* [Text block]:
Introduction to the World of Generative Models:

Over the past decade machine learning models have proliferated throughout our daily lives from personal assistants that utilize voice recognition, or cars that use computer vision to see the road and obstacles ahead of them[2,3]. However many of the models that touch our lives can be seen as classification models, taking a sound wave and identifying a word or evaluating an image and identifying if it contains an object. More precisely, a classification model is a model that when given a specific example of a distribution can output the likelihood amongst a set of classes. Put mathematically, a classification model tries to estimate P(y|x) where y is an instance from the set of class labels and x is an example from the distribution of one of the classes. Classification is just that, taking an unseen example from a distribution, and attempting to give it a correct label from a set of given classes.

Generative models on the other hand are less commonly seen in an average day to day interaction. Generative models attempt to create a new target from a given distribution of items, with the goal of creating a natural representation of an instance of the target distribution. Very roughly speaking a generative model is a model that attempts to extract an item from a distribution that has a high probability. Usually the goal is for the extracted item to be new and unseen, instead of a trivially outputting an instance from the training data. Put mathematically a generative model attempts to estimate joint distribution P(x, y) so a sample x can be drawn with a high probability of belonging to the chosen distribution.

Generative models could be described as being orthogonal to classification models, instead of simply being a passive critic, the model is being an active creator of the data. Published applications of generative models are wide ranging with the most studied field falling in the image domain, from the generation of life like images, to image super resolution, and text to image generation[19, 33]. Some other fields that generative models are actively being explored in are chemical molecule generation, music generation, and to create more robust and secure machine learning models [15][16].

TLDR: Discriminative models try to learn the boundary between classes while generative models try to lean the distribution for the class itself.

Currently generative modeling is being taken over by the Generative Adversarial Network architecture style, making new possibilities like conditional generation and style transfer possible. But generative modeling has been explored for years with different styles of models, a few of which are worth mentioning here as the spiritual precursors to GANs.

(Records of labeled points)
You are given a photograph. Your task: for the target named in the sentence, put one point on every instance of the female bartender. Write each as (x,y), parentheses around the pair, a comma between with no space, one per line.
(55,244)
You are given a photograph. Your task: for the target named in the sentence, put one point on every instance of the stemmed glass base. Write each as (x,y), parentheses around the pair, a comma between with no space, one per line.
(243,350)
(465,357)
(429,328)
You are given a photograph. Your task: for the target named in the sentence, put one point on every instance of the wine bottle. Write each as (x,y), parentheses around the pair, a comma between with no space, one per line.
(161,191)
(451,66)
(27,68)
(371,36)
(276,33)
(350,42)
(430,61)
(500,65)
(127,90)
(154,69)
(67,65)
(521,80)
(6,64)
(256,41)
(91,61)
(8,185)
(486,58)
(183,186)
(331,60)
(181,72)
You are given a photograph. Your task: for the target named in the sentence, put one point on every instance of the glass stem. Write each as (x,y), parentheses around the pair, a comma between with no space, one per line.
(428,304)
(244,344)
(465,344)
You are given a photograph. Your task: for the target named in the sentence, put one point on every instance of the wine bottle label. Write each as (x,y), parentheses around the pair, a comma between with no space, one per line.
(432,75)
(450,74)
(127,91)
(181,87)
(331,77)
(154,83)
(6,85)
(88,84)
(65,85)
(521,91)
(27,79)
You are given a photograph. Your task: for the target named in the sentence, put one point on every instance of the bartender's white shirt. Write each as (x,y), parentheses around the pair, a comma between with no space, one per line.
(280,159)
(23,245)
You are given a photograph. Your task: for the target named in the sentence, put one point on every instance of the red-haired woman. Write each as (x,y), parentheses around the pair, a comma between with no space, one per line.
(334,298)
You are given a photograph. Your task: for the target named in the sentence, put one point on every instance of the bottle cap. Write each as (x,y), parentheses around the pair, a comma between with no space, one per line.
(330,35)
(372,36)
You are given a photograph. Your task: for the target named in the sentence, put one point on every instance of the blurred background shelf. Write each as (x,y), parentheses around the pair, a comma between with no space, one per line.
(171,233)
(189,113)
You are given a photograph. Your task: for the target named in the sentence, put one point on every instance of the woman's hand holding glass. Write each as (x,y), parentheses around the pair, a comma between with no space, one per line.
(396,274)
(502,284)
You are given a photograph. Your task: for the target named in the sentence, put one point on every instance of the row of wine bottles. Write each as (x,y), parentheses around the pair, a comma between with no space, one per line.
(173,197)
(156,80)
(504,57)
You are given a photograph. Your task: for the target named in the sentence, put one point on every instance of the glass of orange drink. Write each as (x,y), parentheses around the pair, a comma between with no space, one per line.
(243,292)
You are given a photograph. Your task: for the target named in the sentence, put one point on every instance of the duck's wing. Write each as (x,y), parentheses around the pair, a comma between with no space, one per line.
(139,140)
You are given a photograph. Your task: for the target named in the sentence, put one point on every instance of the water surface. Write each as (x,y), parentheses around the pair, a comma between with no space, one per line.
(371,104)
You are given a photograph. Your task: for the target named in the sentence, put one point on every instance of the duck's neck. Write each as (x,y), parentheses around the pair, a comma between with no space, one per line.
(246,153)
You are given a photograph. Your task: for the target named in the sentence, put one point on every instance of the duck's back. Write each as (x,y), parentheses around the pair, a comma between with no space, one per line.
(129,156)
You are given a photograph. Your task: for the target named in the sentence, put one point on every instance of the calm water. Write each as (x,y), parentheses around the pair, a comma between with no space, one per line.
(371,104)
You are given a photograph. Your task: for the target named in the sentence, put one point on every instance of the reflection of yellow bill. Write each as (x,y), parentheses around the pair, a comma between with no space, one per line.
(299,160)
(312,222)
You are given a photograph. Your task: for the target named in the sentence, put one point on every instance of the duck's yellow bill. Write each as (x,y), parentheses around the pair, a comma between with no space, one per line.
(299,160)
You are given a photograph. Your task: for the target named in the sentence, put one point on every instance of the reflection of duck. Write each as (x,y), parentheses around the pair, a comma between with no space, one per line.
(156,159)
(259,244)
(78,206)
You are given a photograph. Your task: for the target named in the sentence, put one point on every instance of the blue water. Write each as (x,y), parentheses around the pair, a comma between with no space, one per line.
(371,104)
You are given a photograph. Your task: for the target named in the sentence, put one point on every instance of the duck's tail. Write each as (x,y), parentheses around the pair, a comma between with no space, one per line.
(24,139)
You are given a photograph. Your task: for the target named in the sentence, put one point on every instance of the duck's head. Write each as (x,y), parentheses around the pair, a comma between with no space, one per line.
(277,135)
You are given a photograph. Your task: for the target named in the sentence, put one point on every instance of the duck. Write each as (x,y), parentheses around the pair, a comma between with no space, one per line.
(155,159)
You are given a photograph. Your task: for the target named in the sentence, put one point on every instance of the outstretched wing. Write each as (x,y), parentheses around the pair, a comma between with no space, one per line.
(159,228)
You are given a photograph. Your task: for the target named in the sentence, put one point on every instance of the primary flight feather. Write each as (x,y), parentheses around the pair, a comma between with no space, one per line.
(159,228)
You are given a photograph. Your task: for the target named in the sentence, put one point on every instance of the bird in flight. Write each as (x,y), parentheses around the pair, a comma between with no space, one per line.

* [Problem details]:
List the image-domain applications of generative models named in the introduction to generative models.

* [Solved exercise]:
- generation of life like images
- image super resolution
- text to image generation